Task brief:
Rewrite all of the data below with every "drop one point" replaced by "place a single point" and everything else left unchanged. Omit the pictures from your answer.

Recorded data:
╔══
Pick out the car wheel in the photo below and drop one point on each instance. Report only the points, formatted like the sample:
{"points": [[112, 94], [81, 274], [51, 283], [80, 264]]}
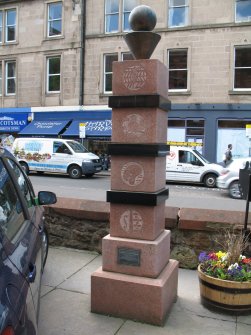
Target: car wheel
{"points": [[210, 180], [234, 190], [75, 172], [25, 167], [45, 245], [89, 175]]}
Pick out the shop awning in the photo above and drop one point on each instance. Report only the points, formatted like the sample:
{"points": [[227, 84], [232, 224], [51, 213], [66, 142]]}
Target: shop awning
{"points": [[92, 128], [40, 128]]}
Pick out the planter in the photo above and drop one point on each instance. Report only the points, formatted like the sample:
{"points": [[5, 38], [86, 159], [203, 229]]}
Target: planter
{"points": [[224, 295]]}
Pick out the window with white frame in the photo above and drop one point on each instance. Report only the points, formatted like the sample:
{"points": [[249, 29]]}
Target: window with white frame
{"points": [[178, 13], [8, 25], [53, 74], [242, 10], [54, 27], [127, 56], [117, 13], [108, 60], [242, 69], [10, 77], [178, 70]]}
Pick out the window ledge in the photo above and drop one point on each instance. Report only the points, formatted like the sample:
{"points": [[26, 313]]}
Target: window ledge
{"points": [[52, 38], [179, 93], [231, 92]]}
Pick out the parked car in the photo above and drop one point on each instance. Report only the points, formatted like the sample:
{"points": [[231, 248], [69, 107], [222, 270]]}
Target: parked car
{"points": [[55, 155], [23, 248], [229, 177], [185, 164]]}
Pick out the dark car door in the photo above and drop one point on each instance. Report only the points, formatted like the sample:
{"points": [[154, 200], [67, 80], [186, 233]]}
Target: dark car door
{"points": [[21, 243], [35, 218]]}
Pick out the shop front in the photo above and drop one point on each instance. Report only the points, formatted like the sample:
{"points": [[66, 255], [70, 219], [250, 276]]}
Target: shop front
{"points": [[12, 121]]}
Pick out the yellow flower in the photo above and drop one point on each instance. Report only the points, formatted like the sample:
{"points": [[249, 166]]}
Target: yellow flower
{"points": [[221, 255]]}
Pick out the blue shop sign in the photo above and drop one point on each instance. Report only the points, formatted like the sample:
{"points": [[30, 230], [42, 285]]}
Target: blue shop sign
╚══
Result:
Pick out the car wheel in the photo below and place a single point on each instance. Report only the points, formatted like the sample:
{"points": [[112, 94], [81, 274], [51, 283], [80, 264]]}
Target: car wheel
{"points": [[210, 180], [234, 190], [75, 172], [25, 167], [45, 245], [89, 175]]}
Pick out the shop awning in the photo above and place a single point on each instance. Report only the points, formatted like the sample:
{"points": [[227, 84], [232, 224], [51, 213], [66, 142]]}
Target: shop awning
{"points": [[92, 128], [40, 128]]}
Pick out the planter in the photo above and place a single point on each instance. Report only the points, formatted like the sample:
{"points": [[5, 38], [86, 159], [203, 229]]}
Target: planter
{"points": [[224, 295]]}
Pick out the window with white frame in the photo above and place a single point on each instance. Report only the points, formatted like the sample:
{"points": [[249, 29]]}
Target: window with white frame
{"points": [[178, 13], [8, 25], [53, 74], [242, 10], [54, 27], [127, 56], [117, 13], [108, 60], [242, 69], [10, 77], [178, 70]]}
Pick out the window ledge in the photo above and place a single point on each instance. Report only the points, formatted like the sample:
{"points": [[26, 313]]}
Target: window ledge
{"points": [[52, 38], [179, 93], [231, 92]]}
Pick out the parked car in the photo above and place a single point on each instance. Report only the points, formatted like the sample:
{"points": [[231, 248], [69, 107], [222, 270]]}
Target: parked car
{"points": [[55, 155], [23, 248], [229, 177], [185, 164]]}
Pick out the dark car door in the photo above and place a single point on each instance. Report only the points, formatted like the sample:
{"points": [[154, 200], [67, 80], [186, 233]]}
Target: dark car door
{"points": [[21, 243], [35, 218]]}
Pick out the shop front in the photo above and place a single point on each instance. Report only the points, formatted like the sample:
{"points": [[66, 255], [70, 219], [250, 276]]}
Target: shop front
{"points": [[12, 121]]}
Pick out the yellow flower in the photo above and place a single point on each instance. Report only the points, formatted like the sample:
{"points": [[249, 166]]}
Target: yellow flower
{"points": [[221, 255]]}
Pick out the blue shop sign in the photo above and place a single point on each instance. Report only the points, formatted like the sample:
{"points": [[30, 230], [42, 285]]}
Target: blue shop sign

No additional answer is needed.